→ SUPPLIED ENTRIES:

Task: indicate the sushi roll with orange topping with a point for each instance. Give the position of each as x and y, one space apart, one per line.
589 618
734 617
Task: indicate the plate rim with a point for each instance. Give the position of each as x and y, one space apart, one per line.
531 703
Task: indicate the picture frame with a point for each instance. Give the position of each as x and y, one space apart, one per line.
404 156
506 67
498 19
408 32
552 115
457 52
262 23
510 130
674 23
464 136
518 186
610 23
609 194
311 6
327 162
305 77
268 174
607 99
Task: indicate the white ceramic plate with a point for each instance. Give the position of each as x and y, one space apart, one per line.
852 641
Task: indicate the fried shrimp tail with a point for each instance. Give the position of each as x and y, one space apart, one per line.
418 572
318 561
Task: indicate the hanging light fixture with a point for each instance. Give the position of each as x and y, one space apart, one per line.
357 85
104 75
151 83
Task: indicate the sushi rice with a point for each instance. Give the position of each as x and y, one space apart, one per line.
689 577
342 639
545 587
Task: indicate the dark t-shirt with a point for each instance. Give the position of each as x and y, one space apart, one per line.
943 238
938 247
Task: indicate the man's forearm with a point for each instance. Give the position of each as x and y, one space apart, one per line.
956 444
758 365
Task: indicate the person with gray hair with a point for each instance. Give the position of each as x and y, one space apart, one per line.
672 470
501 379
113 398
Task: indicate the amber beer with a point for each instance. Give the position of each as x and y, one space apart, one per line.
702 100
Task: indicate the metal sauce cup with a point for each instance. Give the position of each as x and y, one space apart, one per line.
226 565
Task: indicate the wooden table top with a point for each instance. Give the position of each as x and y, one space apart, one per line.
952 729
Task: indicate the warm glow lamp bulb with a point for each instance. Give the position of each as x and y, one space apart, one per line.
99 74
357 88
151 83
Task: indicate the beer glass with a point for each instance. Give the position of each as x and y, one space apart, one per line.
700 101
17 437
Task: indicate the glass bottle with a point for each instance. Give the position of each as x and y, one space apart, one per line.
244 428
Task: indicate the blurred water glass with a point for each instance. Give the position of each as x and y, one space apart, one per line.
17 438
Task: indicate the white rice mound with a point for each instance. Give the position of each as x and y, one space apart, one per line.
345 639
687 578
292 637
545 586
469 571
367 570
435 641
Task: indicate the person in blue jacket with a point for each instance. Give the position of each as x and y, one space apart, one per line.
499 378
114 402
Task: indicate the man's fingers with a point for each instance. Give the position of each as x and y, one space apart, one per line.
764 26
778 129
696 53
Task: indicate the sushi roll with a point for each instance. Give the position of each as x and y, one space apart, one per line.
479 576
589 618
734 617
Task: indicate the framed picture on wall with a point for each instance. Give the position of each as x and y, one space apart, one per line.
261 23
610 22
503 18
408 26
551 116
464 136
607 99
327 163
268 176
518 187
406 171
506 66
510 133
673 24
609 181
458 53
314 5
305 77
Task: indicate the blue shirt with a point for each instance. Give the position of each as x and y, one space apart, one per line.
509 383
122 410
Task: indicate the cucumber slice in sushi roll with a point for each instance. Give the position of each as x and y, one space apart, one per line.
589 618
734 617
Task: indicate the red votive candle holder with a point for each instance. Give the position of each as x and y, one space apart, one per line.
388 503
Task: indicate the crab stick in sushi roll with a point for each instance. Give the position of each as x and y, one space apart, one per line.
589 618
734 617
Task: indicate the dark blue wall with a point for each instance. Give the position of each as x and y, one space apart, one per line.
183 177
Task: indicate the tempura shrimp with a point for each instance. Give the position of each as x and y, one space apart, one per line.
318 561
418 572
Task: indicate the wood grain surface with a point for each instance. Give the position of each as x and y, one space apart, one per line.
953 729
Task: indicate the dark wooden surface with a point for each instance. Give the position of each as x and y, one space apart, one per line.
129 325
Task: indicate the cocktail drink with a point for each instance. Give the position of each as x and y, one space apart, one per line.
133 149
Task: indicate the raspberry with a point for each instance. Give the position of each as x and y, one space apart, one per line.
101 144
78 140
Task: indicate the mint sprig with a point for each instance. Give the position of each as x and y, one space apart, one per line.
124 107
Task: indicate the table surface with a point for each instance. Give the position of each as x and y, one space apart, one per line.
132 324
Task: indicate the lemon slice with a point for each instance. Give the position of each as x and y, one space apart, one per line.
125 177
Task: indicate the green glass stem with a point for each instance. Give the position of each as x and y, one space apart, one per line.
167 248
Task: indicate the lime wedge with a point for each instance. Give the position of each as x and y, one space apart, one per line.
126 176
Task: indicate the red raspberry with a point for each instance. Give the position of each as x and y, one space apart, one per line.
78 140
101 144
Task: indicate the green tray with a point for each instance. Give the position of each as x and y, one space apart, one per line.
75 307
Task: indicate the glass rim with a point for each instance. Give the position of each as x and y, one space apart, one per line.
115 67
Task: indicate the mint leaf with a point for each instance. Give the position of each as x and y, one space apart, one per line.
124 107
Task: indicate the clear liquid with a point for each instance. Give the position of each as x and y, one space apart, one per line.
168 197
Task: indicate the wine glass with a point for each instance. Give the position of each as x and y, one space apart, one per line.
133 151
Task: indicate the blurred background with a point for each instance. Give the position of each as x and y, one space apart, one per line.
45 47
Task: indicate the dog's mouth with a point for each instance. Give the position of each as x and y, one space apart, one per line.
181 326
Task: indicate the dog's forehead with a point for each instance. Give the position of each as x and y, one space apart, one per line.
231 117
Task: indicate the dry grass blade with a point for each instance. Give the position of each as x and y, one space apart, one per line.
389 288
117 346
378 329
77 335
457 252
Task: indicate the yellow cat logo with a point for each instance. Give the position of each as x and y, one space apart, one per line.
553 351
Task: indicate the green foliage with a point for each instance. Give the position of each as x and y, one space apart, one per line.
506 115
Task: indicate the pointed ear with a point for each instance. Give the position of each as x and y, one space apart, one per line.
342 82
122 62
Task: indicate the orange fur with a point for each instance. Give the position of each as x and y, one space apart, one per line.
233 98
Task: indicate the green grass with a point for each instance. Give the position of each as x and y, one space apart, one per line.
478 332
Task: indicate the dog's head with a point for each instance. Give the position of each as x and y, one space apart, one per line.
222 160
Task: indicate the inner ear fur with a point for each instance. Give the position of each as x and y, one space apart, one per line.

→ GIVEN REQUEST: Rename every "indicate" in the data above to "mark", and reproduce all the lines otherwise unchanged.

→ PROBLEM SOLUTION:
Task: mark the sushi roll with orange topping with a point for each instance. Give the position of each as x and y, one space apart, one per line.
589 618
734 617
Task: mark the plate rim with a point for each instance. Give the position of each as x and y, one space apart, one per line.
531 703
Task: mark the picture frame with a point for each instance. Give the position of each as x and y, one space apart, one per line.
404 156
506 67
498 19
408 32
552 115
457 52
262 23
510 130
674 23
464 136
518 186
610 23
609 194
311 6
327 162
305 77
268 174
607 99
Task: mark the white ceramic plate with a point for each instance. Give the position of each as x and y, one space apart, one per line.
852 641
Task: mark the fried shrimp tail with a point for each instance. Give the position of each as x and y, one space apart, one per line.
418 572
318 561
Task: mark the hanging light fixture with a point for each instance. Give the position of each as x and y, one space apart, one per line.
357 85
104 75
151 83
Task: mark the sushi rice with a point for each instance. Give the position of each as x and y, one space apart, one per line.
689 577
342 639
545 587
Task: mark the dark t-shirt with a point for each instance. Give the position of each as x and y, one space apart, one per line.
943 238
938 247
Task: mark the man's forearm with a point for each instance. Give the position of each as x and y, one space apart, one per line.
956 444
758 365
Task: mark the person with gray hair with a point for each instance. Give the position of each as x and y, one space apart, one per line.
672 470
501 379
113 398
Task: mark the amber beer with a point for each instance. Give the position of each as x and y, one space apart, one per line.
702 100
Task: mark the metal sauce cup with a point for each instance. Give the position of each as x and y, one space apart, one per line.
226 565
Task: mark the wooden table top with a point for each instance. Give the position of each as x and y, one space apart, one per line.
952 729
Task: mark the warm glow lamp bulb with a point for each instance. Give the position of each as x and y, one space apart, one per line.
99 74
357 88
151 83
Task: mark the beer glass with a point for each instance. Give the position of each as x and y, one space apart, one per line.
700 101
17 437
Task: mark the glass bottle with a point for each instance. Give the position of each as x and y, one space apart, one per line.
244 428
Task: mark the blurred water glass with a point for each instance. Give the position of each as x and y, one space apart, one per line.
17 438
Task: mark the white rice mound with a point for each instance. Give the position of each as x and y, one space apart, one per line.
345 639
687 578
292 637
545 586
469 571
367 570
435 641
Task: mark the person in blue jacket with a point for each instance. Give the position of each as x and y, one space apart, one per line.
499 378
114 402
Task: mark the man's fingers with a point for each instance. Give the position of each as x and y, one space apart, one per line.
764 26
778 129
696 53
Task: mark the sushi roll with a point for each instance. Give the position of each as x and y, one space apart, one per line.
479 576
589 618
734 617
Task: mark the framed picture on wall with a point for each instance. Give the position of each as x and y, one space apart, one per line.
261 23
610 22
503 18
408 26
551 116
464 136
607 99
327 163
268 176
518 187
406 171
506 66
510 133
673 24
609 181
458 53
314 5
305 77
Task: mark the blue shirt with a point for each instance. Give the position of each as x and y, one space apart, one per line.
509 383
122 410
Task: mark the cucumber slice in sushi roll with a point for each instance. Give the position of each as x and y, one space apart, one per line.
589 618
734 617
Task: mark the red votive candle holder with a point for each instance. Give the position of each as x and y, one space apart, one per line.
388 503
Task: mark the crab stick in sushi roll with a point for each instance. Give the position of each as x and y, one space apart, one per line.
589 618
734 617
Task: mark the dark blue wall with a point for each instance. Give the position of each as x and y, one space apart, one per line.
183 177
Task: mark the tempura shrimp with a point for each instance. Give the position of each as x and y, one space apart, one per line.
318 561
418 572
Task: mark the wood grain surface with a point for each instance. Give the position of each as x and y, one space apart, one per line.
953 729
Task: mark the dark wooden surface with a point for each instance. Give the position of each as x and y, one space apart, one per line.
129 325
Task: mark the cocktail drink with a point for each instance. Give the position of each as x and y, one space apart, one per line.
133 149
Task: mark the raspberry with a point for each instance. Give the position of each as x and y, one space apart, one per line.
101 144
78 140
Task: mark the mint sprig with a point for each instance. Give the position of each as x and y, one space apart, one per line.
124 107
Task: mark the table surface with a point for each instance. Give the position of each as x and y, one space apart, one per line.
132 324
Task: mark the lemon slice with a point for each instance. Give the position of each as x and y, one space apart, one per line.
125 177
Task: mark the green glass stem with a point for each instance. Give the position of each as x and y, one space apart, one per line.
167 248
Task: mark the lime wedge with a point for each instance. Give the position of each as x and y, one space apart, one per line.
126 176
Task: mark the red raspberry with a point for each instance. Give the position of each as x and y, one space apart, one per line.
78 140
101 144
Task: mark the green tray with a point for each instance. Give the position of each as x and y, one space apart, one per line.
75 307
Task: mark the glass rim with a point for each instance. Give the position of each as x and y, one space apart, one per line.
115 67
Task: mark the mint leaf with a point for each instance. Give the position of each as x and y, one space apart, one per line.
124 107
Task: mark the clear liquid with a point for each instance. Give the position of each as x and y, one space apart, one per line.
168 197
Task: mark the wine glass with a point for each instance. Give the position of each as x and y, one space apart, one per line.
133 151
Task: mark the blurred background with a point for each instance. Give the position of each as x and y, one space apart, one per line.
45 47
Task: mark the dog's mouth with a point for each instance. Give the position of each as x and y, one space apart, one per line.
181 326
Task: mark the dog's forehead with a point for each instance. Give the position of each as x and y, one space apart, one per line.
231 117
Task: mark the dry grass blade with a point for each instance. Give the position of each as x and y, one space apart, one per line.
389 288
117 346
378 329
77 335
457 252
Task: mark the yellow cat logo with a point for each instance. Give the position of each as x and y, one space apart, one per line.
553 351
Task: mark the green foliage with a point for each instance. Give the position of each as x and y, one space apart, one per line.
506 115
Task: mark the pointed ear with a point for each instance. Give the position of each as x and y, one space apart, one per line.
342 82
122 62
Task: mark the orange fur with a point for each instance. Give the position of each as x and y, one space apart, one per line.
233 98
Task: mark the green grass with a point for each instance. Give the position of each as x and y, one space apart, one per line.
478 332
Task: mark the dog's head with a point for each instance. Give the position of each as x and y, one space apart, one per line.
222 160
Task: mark the inner ear fur with a point for each instance. Give the position of each as x and y, one space apart, one per line.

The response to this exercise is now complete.